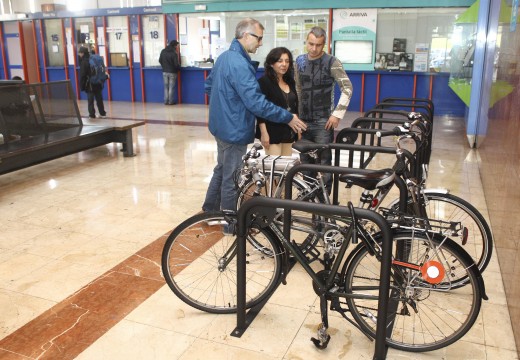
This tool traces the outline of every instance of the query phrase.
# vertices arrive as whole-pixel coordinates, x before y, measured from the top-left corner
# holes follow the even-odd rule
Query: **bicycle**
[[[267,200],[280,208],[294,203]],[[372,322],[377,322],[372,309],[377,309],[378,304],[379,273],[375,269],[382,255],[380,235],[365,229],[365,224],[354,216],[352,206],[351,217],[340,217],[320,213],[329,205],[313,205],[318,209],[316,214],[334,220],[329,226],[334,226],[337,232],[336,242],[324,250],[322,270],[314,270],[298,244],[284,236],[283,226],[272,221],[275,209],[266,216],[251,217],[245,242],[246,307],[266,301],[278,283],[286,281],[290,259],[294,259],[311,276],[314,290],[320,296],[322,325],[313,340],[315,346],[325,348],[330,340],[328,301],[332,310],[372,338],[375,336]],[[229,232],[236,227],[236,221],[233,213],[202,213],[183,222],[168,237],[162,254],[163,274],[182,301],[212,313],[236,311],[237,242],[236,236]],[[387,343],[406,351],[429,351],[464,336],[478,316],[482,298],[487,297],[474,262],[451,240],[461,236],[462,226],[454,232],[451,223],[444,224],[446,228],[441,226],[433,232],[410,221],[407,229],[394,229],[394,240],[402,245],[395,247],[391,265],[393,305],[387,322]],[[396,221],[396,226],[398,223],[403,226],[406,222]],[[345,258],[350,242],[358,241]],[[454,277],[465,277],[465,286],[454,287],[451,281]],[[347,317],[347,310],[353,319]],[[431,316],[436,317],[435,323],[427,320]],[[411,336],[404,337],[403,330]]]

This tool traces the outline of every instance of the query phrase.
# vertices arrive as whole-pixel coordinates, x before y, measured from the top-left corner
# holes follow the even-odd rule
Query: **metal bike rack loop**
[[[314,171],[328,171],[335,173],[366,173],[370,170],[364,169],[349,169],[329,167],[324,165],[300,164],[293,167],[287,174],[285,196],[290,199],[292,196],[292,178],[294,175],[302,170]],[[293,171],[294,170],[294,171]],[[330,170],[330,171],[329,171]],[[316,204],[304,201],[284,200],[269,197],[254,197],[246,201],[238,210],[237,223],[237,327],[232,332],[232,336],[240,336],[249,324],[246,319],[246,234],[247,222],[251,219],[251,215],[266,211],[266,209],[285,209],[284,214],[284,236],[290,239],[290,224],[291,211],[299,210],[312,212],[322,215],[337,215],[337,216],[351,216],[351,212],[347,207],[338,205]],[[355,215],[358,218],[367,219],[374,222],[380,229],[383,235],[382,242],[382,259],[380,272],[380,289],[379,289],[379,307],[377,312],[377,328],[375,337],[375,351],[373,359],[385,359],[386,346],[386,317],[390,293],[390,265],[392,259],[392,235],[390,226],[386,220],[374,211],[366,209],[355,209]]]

********

§ **Problem statement**
Rewrite the part of the records that opens at their start and closes with the line containing "Query: **bicycle**" as a JSON list of strings, one string per line, with blank lines and pictures left out.

§ **The reply**
[
  "This tool traces the outline of every instance of the query phrase.",
  "# vertices arrive as whole-pixel coordinates, x before y, measured from the top-left corner",
  "# holes follow the even-odd rule",
  "Query: **bicycle**"
]